| Assignment |
Only the lines below starting at the one that contains "Target: stone wall" and ending at the one that contains "point_to MUST indicate the column" are to be reproduced, exactly and with both ends kept.

| Supplied records |

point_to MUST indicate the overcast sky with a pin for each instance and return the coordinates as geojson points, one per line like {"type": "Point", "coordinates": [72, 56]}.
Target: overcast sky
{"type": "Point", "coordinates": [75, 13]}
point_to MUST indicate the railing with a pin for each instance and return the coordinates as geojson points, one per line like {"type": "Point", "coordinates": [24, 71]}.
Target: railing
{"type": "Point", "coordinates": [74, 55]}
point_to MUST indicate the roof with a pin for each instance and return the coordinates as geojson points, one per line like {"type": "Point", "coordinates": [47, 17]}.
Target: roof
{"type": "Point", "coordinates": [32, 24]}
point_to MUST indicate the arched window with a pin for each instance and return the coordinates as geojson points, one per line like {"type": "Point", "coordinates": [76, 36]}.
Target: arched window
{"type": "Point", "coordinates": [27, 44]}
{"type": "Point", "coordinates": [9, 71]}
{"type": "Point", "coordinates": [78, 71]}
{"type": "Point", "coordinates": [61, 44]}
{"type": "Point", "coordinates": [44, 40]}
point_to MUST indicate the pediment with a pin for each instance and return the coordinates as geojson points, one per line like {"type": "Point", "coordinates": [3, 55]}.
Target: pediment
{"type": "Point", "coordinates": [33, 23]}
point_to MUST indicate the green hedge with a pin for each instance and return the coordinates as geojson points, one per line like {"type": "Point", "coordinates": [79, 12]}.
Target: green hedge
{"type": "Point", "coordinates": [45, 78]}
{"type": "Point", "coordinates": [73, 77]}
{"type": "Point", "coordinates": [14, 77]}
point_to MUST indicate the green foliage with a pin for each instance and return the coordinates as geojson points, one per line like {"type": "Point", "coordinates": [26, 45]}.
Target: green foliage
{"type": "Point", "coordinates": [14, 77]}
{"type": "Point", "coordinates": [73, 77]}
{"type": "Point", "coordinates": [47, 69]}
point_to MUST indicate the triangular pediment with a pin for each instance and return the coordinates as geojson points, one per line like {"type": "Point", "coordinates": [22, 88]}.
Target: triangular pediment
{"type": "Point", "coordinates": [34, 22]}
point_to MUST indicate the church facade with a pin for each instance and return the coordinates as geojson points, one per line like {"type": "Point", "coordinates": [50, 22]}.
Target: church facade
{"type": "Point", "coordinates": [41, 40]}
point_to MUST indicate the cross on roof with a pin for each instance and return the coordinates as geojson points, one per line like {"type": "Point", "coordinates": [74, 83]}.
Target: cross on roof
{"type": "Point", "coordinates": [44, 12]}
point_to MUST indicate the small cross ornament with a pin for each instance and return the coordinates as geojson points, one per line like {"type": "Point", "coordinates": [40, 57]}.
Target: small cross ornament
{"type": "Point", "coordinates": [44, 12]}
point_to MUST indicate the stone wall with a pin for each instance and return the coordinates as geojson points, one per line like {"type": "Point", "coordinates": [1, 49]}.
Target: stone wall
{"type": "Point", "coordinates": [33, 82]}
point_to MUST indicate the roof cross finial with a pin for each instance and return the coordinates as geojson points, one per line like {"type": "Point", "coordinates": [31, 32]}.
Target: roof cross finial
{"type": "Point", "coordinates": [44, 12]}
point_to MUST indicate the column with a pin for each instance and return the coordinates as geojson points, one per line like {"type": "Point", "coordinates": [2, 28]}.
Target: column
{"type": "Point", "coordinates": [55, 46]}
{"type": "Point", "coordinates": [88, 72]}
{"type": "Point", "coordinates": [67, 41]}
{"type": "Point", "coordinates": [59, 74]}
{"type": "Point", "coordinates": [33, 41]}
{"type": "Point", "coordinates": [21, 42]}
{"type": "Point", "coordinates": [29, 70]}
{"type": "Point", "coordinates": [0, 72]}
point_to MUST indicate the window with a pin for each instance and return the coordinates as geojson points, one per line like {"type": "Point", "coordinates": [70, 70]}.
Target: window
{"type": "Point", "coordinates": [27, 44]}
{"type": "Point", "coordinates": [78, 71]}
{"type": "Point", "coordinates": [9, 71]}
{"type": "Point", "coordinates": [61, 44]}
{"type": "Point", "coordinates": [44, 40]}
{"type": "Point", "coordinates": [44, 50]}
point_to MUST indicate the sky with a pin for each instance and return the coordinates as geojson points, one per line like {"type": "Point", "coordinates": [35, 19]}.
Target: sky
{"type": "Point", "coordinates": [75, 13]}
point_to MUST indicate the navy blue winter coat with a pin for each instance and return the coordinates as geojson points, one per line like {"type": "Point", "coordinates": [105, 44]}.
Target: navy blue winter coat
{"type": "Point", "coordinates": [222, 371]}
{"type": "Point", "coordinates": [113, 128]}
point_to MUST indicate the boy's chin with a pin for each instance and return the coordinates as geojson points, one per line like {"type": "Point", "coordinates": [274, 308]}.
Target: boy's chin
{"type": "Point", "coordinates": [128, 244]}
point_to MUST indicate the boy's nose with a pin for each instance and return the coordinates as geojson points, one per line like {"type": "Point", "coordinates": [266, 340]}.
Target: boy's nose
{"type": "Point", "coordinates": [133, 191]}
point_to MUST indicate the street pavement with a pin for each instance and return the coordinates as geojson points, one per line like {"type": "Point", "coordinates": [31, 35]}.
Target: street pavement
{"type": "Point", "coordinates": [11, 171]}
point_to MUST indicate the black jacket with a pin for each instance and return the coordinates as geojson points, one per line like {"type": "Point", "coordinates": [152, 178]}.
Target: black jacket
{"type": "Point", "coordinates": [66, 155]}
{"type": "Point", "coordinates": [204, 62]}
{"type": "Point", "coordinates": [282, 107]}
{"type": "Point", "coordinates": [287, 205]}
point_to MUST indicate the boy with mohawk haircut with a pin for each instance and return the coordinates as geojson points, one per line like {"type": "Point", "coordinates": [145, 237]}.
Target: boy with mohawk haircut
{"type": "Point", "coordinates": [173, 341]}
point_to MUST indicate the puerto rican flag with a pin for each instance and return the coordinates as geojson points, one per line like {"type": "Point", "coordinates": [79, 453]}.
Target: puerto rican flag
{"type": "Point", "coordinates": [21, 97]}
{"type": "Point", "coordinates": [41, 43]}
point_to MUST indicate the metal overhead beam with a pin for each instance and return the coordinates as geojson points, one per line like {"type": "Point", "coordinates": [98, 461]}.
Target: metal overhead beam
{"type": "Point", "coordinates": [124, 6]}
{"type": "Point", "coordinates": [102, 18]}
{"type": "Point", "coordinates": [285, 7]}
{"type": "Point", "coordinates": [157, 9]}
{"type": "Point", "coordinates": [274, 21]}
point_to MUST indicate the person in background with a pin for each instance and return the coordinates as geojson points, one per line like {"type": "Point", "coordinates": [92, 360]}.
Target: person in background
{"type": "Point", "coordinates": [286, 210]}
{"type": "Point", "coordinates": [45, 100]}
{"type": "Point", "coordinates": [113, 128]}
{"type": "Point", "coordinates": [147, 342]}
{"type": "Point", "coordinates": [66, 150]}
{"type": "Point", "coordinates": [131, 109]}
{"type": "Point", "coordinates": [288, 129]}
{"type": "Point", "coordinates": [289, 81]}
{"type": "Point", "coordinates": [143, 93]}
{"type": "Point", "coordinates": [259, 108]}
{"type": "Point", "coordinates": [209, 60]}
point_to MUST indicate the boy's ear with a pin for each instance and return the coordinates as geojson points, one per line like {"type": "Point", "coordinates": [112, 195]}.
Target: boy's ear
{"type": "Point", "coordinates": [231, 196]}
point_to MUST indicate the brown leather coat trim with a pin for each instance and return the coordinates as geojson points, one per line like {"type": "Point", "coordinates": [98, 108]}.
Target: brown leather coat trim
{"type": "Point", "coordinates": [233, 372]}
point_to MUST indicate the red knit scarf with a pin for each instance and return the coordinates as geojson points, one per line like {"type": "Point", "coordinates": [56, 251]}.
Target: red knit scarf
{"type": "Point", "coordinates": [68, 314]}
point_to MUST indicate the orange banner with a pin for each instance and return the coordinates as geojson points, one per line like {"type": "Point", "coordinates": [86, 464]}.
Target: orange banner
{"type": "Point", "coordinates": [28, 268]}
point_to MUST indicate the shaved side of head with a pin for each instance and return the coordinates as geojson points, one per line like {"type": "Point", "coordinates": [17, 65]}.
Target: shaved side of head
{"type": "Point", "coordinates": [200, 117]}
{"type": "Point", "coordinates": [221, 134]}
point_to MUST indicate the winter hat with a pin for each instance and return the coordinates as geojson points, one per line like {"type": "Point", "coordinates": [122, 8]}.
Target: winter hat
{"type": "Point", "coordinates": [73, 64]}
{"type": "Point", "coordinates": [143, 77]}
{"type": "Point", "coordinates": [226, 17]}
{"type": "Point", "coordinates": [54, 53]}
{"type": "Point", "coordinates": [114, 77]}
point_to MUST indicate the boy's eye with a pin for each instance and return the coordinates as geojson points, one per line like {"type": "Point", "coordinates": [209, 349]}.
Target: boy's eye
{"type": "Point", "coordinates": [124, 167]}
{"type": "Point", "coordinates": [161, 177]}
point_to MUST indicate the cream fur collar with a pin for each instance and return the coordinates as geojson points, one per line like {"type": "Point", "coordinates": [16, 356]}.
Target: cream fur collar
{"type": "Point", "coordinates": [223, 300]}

| Answer box |
Target: stone wall
{"type": "Point", "coordinates": [33, 82]}
point_to MUST indicate the roof cross finial with a pin for each instance and return the coordinates as geojson points, one per line like {"type": "Point", "coordinates": [31, 32]}.
Target: roof cross finial
{"type": "Point", "coordinates": [44, 12]}
point_to MUST indicate the column with a pin for each instance and return the coordinates as geojson points, one per line like {"type": "Point", "coordinates": [2, 28]}.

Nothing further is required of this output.